WORK INSTRUCTIONS
Please rewrite the records below, replacing each "wooden slat fence" with "picket fence" and keeping everything else identical.

— Start of GIVEN RECORDS —

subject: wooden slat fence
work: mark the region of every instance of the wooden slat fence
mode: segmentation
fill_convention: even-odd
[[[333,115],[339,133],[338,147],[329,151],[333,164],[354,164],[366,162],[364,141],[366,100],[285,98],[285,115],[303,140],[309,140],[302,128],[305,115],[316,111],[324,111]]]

— End of GIVEN RECORDS —

TASK RESPONSE
subject: picket fence
work: mark the region of every instance of the picket fence
mode: segmentation
fill_convention: even-odd
[[[333,115],[339,133],[338,147],[329,151],[333,164],[354,164],[366,162],[364,141],[366,100],[285,98],[285,115],[303,140],[309,140],[302,128],[305,115],[316,111],[324,111]]]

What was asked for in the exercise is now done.